• _Dataset excerpts_
_ _ _ _ _

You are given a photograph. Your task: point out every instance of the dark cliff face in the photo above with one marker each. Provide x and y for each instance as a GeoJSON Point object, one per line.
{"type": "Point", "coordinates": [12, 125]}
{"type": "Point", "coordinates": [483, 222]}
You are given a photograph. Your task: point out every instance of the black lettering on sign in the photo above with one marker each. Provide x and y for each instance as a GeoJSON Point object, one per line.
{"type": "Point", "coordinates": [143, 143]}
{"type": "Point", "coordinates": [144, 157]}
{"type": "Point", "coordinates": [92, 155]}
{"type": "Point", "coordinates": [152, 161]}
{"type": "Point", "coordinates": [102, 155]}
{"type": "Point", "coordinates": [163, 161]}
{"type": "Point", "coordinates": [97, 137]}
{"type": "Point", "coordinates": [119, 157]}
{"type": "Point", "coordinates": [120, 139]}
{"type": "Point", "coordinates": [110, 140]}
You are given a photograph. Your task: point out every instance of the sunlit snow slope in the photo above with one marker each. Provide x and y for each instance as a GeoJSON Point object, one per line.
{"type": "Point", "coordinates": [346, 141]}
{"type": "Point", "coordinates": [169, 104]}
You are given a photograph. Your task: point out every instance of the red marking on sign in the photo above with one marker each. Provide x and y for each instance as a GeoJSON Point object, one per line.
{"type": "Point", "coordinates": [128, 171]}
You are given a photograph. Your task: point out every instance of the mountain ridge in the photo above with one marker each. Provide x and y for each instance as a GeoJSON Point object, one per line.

_ _ _ _ _

• _Exercise details_
Your response must repeat the entries above exactly, in full.

• _Solution to this exercise_
You are given a photograph. Your task: point out every instance of the dark cliff face in the photo above with one marker each. Provide x and y for each instance as a GeoJSON Point object, one per line.
{"type": "Point", "coordinates": [12, 125]}
{"type": "Point", "coordinates": [483, 222]}
You are given a photograph. Your task: point out every instance of the black lettering on sign in the photo above with one marker each. Provide x and y for each instance as a GeoJSON Point object, one per line.
{"type": "Point", "coordinates": [143, 143]}
{"type": "Point", "coordinates": [144, 157]}
{"type": "Point", "coordinates": [92, 155]}
{"type": "Point", "coordinates": [152, 161]}
{"type": "Point", "coordinates": [102, 155]}
{"type": "Point", "coordinates": [163, 161]}
{"type": "Point", "coordinates": [97, 137]}
{"type": "Point", "coordinates": [119, 157]}
{"type": "Point", "coordinates": [120, 139]}
{"type": "Point", "coordinates": [110, 140]}
You are given a photograph. Your task: point out every instance of the sunlit snow slope in the photo above with one marker each. Provide x and y for each instance as a GeoJSON Point object, one per line.
{"type": "Point", "coordinates": [346, 141]}
{"type": "Point", "coordinates": [169, 104]}
You are given a photograph. Your task: point out every instance of the red marking on sign in the photo above with one marker each. Provide x and y for each instance as a GeoJSON Point object, one per line.
{"type": "Point", "coordinates": [128, 171]}
You are given a photograph. Your task: point out every instance of the mountain ridge in the photo above with one marker each. Provide x and y for each instance as a GeoJSON Point object, one per line.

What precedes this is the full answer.